● **EXERCISE INPUTS**:
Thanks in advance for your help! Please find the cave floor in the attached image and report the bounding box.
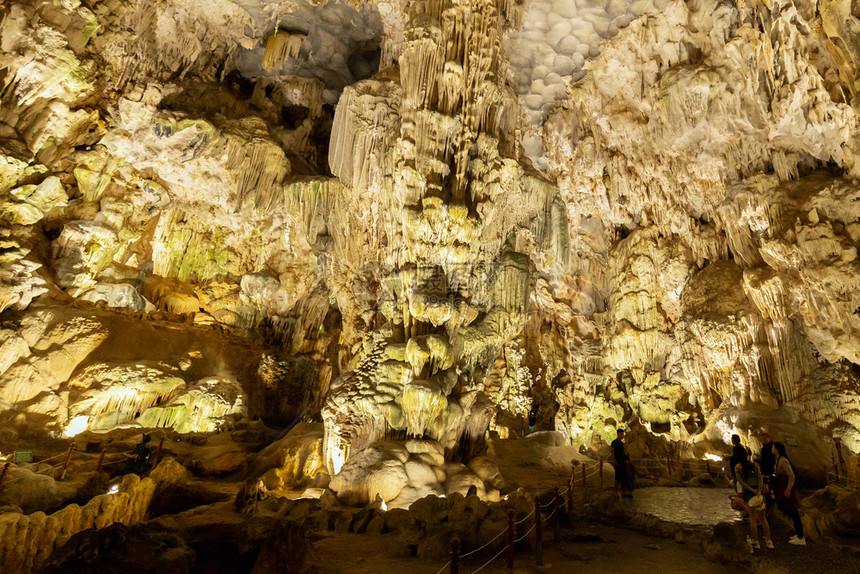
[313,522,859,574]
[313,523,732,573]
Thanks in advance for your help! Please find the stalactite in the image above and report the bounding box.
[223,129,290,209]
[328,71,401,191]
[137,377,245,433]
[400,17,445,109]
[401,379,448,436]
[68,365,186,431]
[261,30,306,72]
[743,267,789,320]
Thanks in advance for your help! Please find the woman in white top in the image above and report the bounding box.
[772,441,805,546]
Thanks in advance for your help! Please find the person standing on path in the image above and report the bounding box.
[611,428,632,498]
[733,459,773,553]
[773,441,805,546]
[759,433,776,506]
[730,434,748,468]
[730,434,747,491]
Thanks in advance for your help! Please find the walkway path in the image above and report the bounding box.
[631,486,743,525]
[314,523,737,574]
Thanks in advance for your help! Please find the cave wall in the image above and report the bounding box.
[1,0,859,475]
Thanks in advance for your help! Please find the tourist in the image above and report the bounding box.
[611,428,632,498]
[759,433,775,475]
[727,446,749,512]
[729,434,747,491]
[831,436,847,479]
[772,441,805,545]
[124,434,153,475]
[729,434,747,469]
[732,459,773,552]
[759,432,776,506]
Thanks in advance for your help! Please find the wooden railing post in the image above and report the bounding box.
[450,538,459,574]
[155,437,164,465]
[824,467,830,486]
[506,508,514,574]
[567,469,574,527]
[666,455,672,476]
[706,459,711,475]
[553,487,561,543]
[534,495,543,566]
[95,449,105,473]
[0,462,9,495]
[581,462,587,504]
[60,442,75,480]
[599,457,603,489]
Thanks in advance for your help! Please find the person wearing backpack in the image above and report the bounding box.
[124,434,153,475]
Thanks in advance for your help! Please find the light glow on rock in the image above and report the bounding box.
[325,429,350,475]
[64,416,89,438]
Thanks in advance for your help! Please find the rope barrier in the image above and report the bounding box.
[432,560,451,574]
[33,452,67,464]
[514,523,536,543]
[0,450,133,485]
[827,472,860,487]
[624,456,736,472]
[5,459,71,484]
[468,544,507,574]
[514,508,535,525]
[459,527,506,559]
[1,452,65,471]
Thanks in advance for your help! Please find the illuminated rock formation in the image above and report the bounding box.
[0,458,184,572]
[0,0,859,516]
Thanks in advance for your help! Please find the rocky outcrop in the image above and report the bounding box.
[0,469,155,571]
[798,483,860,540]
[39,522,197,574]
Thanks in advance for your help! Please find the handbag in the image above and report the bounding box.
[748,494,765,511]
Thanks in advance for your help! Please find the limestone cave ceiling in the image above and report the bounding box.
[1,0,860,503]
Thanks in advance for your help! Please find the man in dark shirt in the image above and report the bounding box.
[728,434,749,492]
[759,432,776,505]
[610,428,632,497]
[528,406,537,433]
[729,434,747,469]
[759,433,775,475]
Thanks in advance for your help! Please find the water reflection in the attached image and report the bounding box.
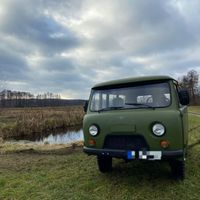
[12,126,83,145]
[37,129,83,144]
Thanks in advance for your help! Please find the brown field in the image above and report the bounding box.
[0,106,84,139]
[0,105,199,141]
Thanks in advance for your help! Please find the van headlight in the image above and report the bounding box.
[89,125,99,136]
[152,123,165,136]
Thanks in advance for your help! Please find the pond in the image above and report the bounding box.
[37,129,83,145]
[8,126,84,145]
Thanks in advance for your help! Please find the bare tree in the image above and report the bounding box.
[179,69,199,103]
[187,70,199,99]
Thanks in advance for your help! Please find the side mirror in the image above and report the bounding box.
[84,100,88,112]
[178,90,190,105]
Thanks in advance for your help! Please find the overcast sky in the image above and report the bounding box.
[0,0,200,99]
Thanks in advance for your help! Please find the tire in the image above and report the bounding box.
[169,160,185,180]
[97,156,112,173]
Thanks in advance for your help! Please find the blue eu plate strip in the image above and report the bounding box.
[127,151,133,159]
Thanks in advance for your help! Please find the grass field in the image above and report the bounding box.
---
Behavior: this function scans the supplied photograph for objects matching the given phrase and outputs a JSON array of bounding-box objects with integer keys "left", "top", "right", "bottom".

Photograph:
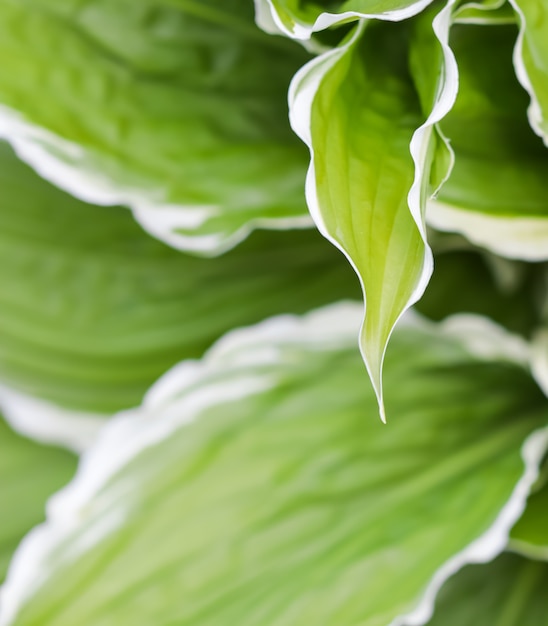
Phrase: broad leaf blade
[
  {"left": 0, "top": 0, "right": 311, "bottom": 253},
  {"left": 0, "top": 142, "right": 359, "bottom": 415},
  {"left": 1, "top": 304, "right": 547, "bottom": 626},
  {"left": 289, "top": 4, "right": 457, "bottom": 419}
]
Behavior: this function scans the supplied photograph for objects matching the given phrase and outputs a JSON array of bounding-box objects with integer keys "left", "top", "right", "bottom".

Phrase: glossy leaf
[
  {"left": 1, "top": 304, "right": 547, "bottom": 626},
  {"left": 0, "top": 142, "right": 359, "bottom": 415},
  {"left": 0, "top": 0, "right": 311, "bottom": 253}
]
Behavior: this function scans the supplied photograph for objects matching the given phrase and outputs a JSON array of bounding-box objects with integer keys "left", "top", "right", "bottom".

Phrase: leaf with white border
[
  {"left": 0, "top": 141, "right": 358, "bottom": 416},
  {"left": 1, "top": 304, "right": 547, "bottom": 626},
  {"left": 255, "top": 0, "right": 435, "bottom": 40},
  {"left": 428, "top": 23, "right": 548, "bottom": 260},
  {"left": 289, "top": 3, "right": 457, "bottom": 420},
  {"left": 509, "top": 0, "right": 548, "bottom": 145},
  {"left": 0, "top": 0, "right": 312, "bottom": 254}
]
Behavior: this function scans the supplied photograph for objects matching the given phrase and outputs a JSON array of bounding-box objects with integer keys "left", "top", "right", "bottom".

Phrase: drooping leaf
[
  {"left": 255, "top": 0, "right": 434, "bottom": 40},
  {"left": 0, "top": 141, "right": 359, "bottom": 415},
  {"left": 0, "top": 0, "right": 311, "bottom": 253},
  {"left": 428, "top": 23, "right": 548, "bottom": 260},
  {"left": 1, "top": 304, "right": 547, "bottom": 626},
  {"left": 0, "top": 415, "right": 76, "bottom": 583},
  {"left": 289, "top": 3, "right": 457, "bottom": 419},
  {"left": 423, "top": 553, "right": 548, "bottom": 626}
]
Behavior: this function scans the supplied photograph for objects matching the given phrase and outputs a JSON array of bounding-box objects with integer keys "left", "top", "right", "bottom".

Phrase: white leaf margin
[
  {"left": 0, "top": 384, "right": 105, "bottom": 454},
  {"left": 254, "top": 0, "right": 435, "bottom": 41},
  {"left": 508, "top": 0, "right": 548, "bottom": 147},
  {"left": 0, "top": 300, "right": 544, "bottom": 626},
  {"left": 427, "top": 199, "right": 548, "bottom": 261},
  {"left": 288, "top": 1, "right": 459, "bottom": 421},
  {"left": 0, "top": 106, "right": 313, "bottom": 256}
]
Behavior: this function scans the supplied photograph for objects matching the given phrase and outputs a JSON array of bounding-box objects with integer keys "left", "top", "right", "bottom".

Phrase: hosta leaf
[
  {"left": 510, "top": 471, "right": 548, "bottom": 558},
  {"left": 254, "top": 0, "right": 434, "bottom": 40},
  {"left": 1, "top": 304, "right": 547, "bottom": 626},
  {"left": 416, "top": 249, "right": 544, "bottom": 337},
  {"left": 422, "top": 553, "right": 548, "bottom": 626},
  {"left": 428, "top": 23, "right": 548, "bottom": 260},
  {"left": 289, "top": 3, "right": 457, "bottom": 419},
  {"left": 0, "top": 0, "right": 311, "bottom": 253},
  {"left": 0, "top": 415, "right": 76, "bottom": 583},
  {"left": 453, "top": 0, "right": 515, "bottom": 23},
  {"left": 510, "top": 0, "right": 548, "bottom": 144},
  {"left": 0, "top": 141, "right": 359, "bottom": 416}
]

● **YOUR INSTRUCTIONS**:
Beginning with the line that has "Thanks in advance for your help! Please find the overcast" and ending with the line that has "Thanks in advance for your help! Please find the grass", set down the lines above exactly and include no others.

● **ANSWER TO THIS TASK**:
Thanks in advance for your help! Please find the overcast sky in the image above and report the bounding box.
[0,0,200,99]
Thanks in advance for your help! Please find the tire in the image above and report the bounding box.
[169,160,185,180]
[97,156,112,173]
Thanks in advance for your help! Please find the blue eu plate strip in the image above and report the bounding box.
[127,151,133,159]
Thanks in advance for your help! Please find the grass field in the image above and report the bounding box.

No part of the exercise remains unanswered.